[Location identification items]

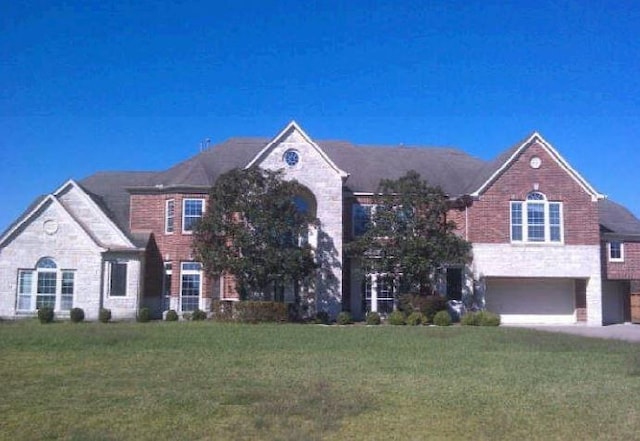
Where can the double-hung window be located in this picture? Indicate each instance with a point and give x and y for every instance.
(536, 220)
(190, 285)
(169, 216)
(45, 286)
(192, 210)
(361, 218)
(616, 251)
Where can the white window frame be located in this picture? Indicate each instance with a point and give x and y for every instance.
(190, 272)
(354, 208)
(372, 291)
(184, 213)
(110, 265)
(169, 216)
(536, 198)
(610, 250)
(30, 295)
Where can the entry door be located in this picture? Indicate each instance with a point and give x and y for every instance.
(454, 283)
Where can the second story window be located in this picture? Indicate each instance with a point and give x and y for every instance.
(536, 220)
(616, 251)
(192, 210)
(170, 215)
(361, 218)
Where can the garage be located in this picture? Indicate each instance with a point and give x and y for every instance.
(531, 300)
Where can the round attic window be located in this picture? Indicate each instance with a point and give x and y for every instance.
(535, 162)
(50, 226)
(291, 157)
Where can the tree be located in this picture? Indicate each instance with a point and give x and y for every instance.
(409, 237)
(254, 230)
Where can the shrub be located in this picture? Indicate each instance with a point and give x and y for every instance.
(344, 318)
(259, 311)
(373, 318)
(222, 310)
(105, 315)
(45, 314)
(431, 305)
(322, 318)
(442, 318)
(198, 315)
(480, 318)
(144, 315)
(172, 316)
(416, 318)
(470, 319)
(76, 315)
(487, 318)
(396, 318)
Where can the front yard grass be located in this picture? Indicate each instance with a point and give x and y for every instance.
(205, 380)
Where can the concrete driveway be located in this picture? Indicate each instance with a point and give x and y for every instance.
(628, 331)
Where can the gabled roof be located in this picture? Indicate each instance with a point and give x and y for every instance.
(294, 127)
(34, 210)
(617, 221)
(493, 171)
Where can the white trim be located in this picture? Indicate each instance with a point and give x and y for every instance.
(556, 157)
(101, 213)
(615, 259)
(184, 202)
(166, 216)
(293, 126)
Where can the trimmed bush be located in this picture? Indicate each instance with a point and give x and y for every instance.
(222, 310)
(322, 318)
(431, 305)
(257, 311)
(171, 316)
(416, 318)
(76, 315)
(45, 314)
(105, 315)
(198, 315)
(442, 318)
(470, 319)
(480, 318)
(373, 318)
(487, 318)
(396, 318)
(344, 318)
(144, 315)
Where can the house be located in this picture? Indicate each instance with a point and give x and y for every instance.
(547, 246)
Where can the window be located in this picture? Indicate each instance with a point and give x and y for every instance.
(192, 210)
(118, 279)
(536, 220)
(166, 285)
(45, 286)
(378, 293)
(616, 251)
(190, 285)
(361, 218)
(170, 214)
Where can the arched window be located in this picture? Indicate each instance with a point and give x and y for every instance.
(45, 286)
(536, 220)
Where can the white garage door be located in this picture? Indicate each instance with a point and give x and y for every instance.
(549, 301)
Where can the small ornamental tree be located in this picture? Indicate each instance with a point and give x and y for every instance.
(409, 237)
(254, 230)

=== Your task ===
Retype every item above word for word, leaving out the pictures.

=== Solution for this exercise ===
Where can the double-hung window be located in this picture? Indicate each instance with a point and give x and y for every instance.
(536, 220)
(190, 285)
(169, 216)
(45, 286)
(192, 210)
(361, 218)
(616, 251)
Where can the white window frame be located in this picture? Indicate each instance with a point and give x and y for every instance.
(190, 272)
(354, 208)
(372, 291)
(184, 213)
(110, 265)
(169, 216)
(536, 198)
(610, 250)
(30, 295)
Where can the entry door be located in this picture? Indicate each instance with a point and give x and y for every instance.
(454, 283)
Where can the second story window be located in this picture? Indicate each instance with a point and give x and y for every instance.
(536, 220)
(616, 251)
(192, 210)
(170, 215)
(361, 218)
Where can the garage be located in this picture? Indicate each instance with a point and give x and y for every instance.
(531, 300)
Where can the round attic window be located in this picture? Indicate each instance with a point and give x and y for every instance.
(535, 162)
(50, 226)
(291, 157)
Where can the tree be located in this picture? Indicate each instance with a point and give x and y for every instance.
(409, 237)
(254, 230)
Where can the shrub be located in this picture? Indicate each instance with a point and give x and y for every instance.
(344, 318)
(259, 311)
(373, 318)
(222, 310)
(105, 315)
(45, 314)
(431, 305)
(322, 318)
(442, 318)
(198, 315)
(480, 318)
(144, 315)
(172, 316)
(416, 318)
(470, 319)
(76, 315)
(487, 318)
(396, 318)
Where can the front yard grass be located in this picture? Indicate each instance with a point and give x and y for every instance.
(205, 380)
Where can the concrete driveway be located in this picture? Indicate each instance with a point and give x and y for every instance.
(628, 331)
Where can the gabled roof be located in this picture? Indicate each instance with a point and give x and y for every instance.
(294, 127)
(34, 210)
(617, 221)
(493, 171)
Where can the white trim be located in this picture? Indicate each instance with a point and give x and y for every instance.
(556, 157)
(101, 213)
(615, 259)
(184, 202)
(166, 216)
(293, 126)
Where can the trimmed bush be located in this picture? Indicate each instance with a point and give x and y for every instance.
(222, 310)
(322, 318)
(431, 305)
(257, 311)
(171, 316)
(416, 318)
(76, 315)
(45, 314)
(105, 315)
(198, 315)
(442, 318)
(470, 319)
(480, 318)
(373, 318)
(487, 318)
(396, 318)
(344, 318)
(144, 315)
Where can the house be located in this picture? Indicate each instance with a point and give x and y for every instance.
(547, 246)
Where can the window be located in this picture? Indicate each instance with a point and give x and y for every instance.
(192, 210)
(118, 279)
(536, 220)
(166, 285)
(45, 286)
(378, 293)
(616, 251)
(190, 285)
(361, 218)
(170, 214)
Where can the arched window be located in this picture? Indicate each instance with a point and give x and y for every instance.
(45, 286)
(536, 220)
Where can the white garage door be located in this picture? Indicate each instance with a point and give x and y for every instance.
(549, 301)
Where can the small ornamental tree be located in this picture? Indicate each instance with a point and give x and y for every instance.
(409, 237)
(254, 230)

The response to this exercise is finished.